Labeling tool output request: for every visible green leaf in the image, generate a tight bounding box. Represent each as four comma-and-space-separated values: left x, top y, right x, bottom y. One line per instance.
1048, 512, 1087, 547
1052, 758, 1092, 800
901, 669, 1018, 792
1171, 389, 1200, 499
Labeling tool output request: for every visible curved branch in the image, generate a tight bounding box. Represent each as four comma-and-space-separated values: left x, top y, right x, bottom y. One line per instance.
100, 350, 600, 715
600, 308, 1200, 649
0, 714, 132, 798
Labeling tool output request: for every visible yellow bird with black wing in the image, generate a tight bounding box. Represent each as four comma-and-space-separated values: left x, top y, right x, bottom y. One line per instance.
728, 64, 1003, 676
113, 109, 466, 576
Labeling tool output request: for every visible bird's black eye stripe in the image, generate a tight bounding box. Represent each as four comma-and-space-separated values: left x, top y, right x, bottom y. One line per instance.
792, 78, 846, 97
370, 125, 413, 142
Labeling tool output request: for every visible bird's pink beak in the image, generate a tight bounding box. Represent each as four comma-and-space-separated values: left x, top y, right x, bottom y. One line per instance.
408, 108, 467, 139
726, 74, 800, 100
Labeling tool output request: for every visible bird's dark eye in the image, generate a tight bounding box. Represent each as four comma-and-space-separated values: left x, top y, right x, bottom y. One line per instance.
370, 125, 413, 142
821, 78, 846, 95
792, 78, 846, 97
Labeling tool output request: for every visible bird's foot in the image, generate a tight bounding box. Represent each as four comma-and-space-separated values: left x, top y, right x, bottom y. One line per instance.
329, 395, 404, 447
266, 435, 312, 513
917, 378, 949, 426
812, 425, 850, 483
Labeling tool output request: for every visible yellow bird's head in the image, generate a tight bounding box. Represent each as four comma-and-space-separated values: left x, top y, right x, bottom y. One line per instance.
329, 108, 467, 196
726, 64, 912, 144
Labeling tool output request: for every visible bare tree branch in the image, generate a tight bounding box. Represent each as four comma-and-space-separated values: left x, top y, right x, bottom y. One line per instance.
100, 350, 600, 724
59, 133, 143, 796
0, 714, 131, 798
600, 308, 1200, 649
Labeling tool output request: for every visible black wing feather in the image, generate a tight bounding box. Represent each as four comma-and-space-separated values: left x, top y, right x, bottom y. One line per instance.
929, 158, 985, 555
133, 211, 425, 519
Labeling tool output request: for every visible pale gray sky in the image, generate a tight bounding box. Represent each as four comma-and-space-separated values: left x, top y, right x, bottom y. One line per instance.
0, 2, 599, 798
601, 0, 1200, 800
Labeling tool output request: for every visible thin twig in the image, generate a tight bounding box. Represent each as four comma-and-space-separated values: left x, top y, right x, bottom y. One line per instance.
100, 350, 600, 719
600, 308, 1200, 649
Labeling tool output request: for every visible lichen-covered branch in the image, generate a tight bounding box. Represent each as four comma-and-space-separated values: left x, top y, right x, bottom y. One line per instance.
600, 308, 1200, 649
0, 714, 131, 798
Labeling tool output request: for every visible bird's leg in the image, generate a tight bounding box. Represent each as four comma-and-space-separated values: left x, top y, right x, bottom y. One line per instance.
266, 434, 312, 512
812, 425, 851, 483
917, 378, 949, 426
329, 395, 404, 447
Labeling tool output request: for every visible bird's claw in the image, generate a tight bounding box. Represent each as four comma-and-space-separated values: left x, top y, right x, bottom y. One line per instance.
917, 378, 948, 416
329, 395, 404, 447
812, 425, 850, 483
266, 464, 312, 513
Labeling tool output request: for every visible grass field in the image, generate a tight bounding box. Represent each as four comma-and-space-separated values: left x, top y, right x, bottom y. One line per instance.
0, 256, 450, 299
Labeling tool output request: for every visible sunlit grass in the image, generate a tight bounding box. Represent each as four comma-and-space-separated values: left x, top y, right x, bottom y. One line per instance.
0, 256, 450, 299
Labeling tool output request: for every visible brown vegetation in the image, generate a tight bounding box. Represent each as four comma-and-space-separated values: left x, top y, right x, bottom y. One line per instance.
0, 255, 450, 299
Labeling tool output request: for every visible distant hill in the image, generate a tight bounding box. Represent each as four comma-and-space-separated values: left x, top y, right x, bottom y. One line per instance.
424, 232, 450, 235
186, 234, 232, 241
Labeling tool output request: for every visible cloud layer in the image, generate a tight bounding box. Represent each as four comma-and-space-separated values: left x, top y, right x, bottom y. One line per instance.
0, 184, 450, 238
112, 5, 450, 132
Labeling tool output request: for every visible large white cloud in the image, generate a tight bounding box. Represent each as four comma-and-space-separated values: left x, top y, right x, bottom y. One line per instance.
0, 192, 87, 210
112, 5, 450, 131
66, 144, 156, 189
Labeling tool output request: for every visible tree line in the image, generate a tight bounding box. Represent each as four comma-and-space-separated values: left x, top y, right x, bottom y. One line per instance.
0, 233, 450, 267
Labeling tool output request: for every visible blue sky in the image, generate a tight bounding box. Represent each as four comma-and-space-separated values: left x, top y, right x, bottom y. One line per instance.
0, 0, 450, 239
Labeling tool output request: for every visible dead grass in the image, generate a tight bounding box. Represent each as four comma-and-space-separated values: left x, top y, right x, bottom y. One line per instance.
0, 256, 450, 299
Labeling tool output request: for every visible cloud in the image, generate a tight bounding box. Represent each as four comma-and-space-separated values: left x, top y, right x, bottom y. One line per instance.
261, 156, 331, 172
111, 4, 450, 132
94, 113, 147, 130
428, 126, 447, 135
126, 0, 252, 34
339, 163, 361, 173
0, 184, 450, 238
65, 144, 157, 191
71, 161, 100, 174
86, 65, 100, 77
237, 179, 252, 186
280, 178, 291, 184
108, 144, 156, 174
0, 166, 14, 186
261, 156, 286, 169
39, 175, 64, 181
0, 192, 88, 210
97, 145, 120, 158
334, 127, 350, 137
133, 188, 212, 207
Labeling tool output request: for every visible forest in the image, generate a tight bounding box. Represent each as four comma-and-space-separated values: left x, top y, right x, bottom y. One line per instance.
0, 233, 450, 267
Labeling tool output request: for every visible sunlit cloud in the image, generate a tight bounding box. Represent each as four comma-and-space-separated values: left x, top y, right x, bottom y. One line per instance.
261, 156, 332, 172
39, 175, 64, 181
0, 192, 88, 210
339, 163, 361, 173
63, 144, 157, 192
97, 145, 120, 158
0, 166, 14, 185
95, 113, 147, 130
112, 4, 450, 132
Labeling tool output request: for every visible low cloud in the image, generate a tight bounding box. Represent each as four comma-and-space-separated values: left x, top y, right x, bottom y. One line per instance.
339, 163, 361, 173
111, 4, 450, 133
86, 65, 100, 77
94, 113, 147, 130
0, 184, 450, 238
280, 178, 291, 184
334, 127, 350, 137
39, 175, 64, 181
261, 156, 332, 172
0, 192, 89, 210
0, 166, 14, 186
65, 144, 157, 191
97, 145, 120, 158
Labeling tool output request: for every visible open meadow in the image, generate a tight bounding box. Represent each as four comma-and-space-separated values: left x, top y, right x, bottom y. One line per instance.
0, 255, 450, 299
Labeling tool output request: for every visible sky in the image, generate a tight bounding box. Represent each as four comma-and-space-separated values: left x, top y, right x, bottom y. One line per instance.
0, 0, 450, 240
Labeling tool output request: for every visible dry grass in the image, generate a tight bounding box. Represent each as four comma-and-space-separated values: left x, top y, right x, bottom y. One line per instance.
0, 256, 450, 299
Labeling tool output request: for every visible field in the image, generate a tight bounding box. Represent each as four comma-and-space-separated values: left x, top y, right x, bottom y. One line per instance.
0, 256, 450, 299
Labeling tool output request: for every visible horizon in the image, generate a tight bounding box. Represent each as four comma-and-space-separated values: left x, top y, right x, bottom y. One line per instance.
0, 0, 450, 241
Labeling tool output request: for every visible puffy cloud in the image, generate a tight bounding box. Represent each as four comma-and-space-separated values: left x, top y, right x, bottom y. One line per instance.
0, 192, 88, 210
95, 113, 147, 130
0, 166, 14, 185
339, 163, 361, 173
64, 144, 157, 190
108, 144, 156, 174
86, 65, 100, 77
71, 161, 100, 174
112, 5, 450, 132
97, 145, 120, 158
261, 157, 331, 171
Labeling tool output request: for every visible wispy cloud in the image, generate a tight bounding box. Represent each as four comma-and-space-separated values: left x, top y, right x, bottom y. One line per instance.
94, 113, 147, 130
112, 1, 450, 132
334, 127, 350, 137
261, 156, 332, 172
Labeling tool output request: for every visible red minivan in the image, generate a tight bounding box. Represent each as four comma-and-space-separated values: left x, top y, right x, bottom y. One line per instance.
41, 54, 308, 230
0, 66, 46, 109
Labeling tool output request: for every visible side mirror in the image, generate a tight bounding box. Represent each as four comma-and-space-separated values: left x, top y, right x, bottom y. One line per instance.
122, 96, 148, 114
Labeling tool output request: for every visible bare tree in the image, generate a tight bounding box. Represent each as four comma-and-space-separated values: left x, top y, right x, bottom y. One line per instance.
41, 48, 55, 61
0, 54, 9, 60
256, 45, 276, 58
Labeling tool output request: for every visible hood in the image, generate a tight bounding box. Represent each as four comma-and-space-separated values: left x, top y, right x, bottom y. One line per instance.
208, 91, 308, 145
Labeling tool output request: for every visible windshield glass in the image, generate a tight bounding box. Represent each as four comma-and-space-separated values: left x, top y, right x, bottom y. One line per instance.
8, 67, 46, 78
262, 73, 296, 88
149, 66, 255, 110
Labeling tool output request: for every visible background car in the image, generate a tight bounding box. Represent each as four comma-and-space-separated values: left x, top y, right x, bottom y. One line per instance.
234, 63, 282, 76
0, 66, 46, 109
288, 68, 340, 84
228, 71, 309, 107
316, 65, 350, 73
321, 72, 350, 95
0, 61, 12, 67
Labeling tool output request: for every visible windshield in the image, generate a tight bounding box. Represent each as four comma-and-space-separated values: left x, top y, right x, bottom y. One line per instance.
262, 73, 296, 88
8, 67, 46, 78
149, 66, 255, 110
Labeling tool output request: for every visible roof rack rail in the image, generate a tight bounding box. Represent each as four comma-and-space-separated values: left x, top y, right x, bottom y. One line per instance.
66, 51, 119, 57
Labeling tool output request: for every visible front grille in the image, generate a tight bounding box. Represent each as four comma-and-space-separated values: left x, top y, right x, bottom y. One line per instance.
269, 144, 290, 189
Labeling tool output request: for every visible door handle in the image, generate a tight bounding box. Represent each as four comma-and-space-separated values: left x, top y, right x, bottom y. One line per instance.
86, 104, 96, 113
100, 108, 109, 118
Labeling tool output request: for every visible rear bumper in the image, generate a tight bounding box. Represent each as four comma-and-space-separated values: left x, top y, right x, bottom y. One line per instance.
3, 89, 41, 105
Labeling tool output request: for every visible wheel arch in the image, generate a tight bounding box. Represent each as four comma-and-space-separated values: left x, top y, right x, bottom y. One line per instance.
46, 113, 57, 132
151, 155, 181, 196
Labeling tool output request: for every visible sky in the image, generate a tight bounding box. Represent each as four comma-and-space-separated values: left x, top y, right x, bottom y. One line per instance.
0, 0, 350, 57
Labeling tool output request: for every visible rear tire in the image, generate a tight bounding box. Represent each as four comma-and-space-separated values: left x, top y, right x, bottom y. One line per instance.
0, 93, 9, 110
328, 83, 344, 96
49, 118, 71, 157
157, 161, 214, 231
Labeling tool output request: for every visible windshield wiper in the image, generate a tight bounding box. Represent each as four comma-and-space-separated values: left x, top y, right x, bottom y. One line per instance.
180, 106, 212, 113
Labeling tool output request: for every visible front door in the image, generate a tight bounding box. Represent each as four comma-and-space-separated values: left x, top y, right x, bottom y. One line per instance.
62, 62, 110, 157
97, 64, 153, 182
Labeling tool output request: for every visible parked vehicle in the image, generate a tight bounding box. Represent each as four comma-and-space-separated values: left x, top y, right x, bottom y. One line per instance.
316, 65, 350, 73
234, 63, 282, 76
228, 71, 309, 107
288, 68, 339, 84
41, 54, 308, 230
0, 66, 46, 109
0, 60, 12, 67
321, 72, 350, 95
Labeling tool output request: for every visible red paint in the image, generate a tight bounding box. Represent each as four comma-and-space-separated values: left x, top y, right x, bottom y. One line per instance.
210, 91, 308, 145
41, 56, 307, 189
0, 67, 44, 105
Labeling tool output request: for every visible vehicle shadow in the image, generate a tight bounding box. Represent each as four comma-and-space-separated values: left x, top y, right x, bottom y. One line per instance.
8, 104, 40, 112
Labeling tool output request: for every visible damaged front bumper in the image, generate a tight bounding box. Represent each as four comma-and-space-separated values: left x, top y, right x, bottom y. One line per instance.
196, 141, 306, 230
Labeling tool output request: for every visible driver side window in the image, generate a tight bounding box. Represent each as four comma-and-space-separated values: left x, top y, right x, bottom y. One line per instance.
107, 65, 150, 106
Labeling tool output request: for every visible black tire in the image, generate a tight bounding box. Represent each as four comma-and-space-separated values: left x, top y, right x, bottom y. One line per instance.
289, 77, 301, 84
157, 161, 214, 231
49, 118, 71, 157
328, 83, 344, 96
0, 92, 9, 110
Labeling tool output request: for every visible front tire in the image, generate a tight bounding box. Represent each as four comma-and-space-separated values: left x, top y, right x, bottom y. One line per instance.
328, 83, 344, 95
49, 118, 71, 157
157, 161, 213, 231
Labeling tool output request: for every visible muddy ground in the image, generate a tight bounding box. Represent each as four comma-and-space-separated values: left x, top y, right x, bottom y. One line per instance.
----------
Copy the entries above verbatim, from their first line through the line containing "1171, 389, 1200, 499", including both of those lines.

Labeling tool output request: for every visible green leaf in the image, generate a tight bounding box. Represent each as four comma-and-space-separated values: left x, top y, right x, bottom y. One line per instance.
1048, 512, 1087, 547
1052, 758, 1092, 800
901, 669, 1018, 792
1171, 389, 1200, 499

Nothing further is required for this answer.